▸ **THE PROBLEM**: Copy the text below about Jagt and Georgian Bay Soapworks word for word, in full.

▸ **EXTRACT TO READ**:
-- Opening Marker --
It may have sprung from humble beginnings, but over the course of the past thirty years, it has grown into an expansive collection of products — again, an evolution attributable to the ingenuity of its founder. At the start, Jagt made
her sales at farmer’s markets and out of a shop in her Meaford home, before eventually going online, having her products stocked by local retailers, and, about four years ago, opening her brick-and-mortar location at Miller Lake. Today, Jagt estimates sales ballpark around four hundred bars a week of soaps alone.
“It definitely gets better every year,” she says. “I was really worried about this year, but so far so good.”
Indeed, there are few businesses that could be better than soap in a pandemic. While Jagt may have lost the avenue of farmer’s markets, online sales have been booming.
Perhaps the most trailblazing aspect of Jagt’s enterprise is the philosophy that underpins it all — sustainability and simplicity, a combination that defines Jagt herself as well as Georgian Bay Soapworks with equal efficacy.
Jagt’s relationship to the Northern Bruce Peninsula spans almost fifty years, back to camping at Cyprus Lake with her family. When she’d had a family of her own, she continued the tradition, bringing her children up to the area regularly.
“We’ve just always loved it here,” she says. “We just decided to buy some land, and we did, and we never looked back.”
-- Closing Marker --
▸ **GIVEN RECORDS**:
-- Opening Marker --
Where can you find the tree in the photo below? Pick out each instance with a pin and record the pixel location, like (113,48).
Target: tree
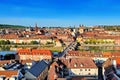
(34,42)
(9,56)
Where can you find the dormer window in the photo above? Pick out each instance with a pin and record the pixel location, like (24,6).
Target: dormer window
(81,65)
(75,65)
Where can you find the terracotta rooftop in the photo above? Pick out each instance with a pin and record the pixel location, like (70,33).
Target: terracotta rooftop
(79,63)
(9,73)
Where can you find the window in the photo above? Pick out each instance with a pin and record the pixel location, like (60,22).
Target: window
(80,69)
(88,69)
(89,74)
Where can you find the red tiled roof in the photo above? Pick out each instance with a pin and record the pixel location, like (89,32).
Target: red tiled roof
(9,73)
(2,62)
(79,63)
(47,52)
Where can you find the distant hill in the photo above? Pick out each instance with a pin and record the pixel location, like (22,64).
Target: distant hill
(11,26)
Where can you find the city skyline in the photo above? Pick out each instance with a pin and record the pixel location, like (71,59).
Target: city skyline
(60,12)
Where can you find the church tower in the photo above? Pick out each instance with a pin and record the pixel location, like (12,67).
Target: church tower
(81,29)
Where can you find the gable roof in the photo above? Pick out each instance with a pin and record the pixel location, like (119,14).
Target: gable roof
(37,69)
(9,73)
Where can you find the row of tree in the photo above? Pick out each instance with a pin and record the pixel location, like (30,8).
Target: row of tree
(7,56)
(117,27)
(95,41)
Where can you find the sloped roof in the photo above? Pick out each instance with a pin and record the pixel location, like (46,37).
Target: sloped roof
(38,68)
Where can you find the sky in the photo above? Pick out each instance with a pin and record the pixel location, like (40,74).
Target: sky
(60,12)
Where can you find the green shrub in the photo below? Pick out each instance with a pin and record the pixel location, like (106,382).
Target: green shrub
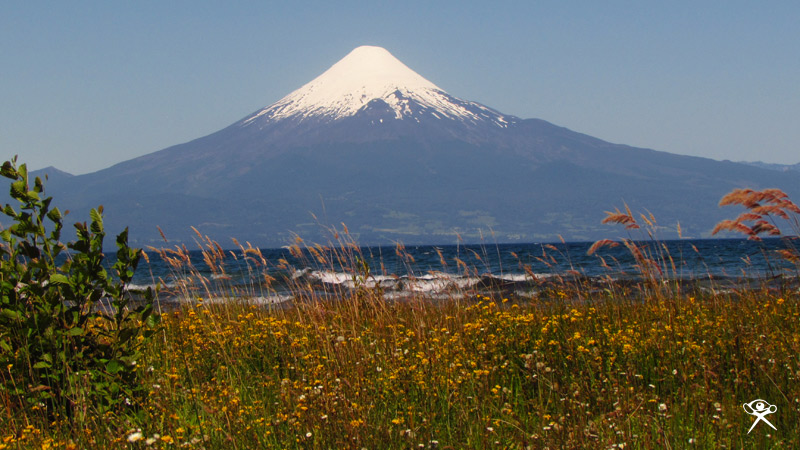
(69,335)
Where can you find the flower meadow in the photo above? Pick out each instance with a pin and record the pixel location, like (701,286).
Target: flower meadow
(649,365)
(478,372)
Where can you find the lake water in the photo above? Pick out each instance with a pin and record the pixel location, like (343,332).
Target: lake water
(522,269)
-- Closing Marker --
▸ **WRITTEN RESPONSE**:
It may have sprung from humble beginnings, but over the course of the past thirty years, it has grown into an expansive collection of products — again, an evolution attributable to the ingenuity of its founder. At the start, Jagt made
her sales at farmer’s markets and out of a shop in her Meaford home, before eventually going online, having her products stocked by local retailers, and, about four years ago, opening her brick-and-mortar location at Miller Lake. Today, Jagt estimates sales ballpark around four hundred bars a week of soaps alone.
“It definitely gets better every year,” she says. “I was really worried about this year, but so far so good.”
Indeed, there are few businesses that could be better than soap in a pandemic. While Jagt may have lost the avenue of farmer’s markets, online sales have been booming.
Perhaps the most trailblazing aspect of Jagt’s enterprise is the philosophy that underpins it all — sustainability and simplicity, a combination that defines Jagt herself as well as Georgian Bay Soapworks with equal efficacy.
Jagt’s relationship to the Northern Bruce Peninsula spans almost fifty years, back to camping at Cyprus Lake with her family. When she’d had a family of her own, she continued the tradition, bringing her children up to the area regularly.
“We’ve just always loved it here,” she says. “We just decided to buy some land, and we did, and we never looked back.”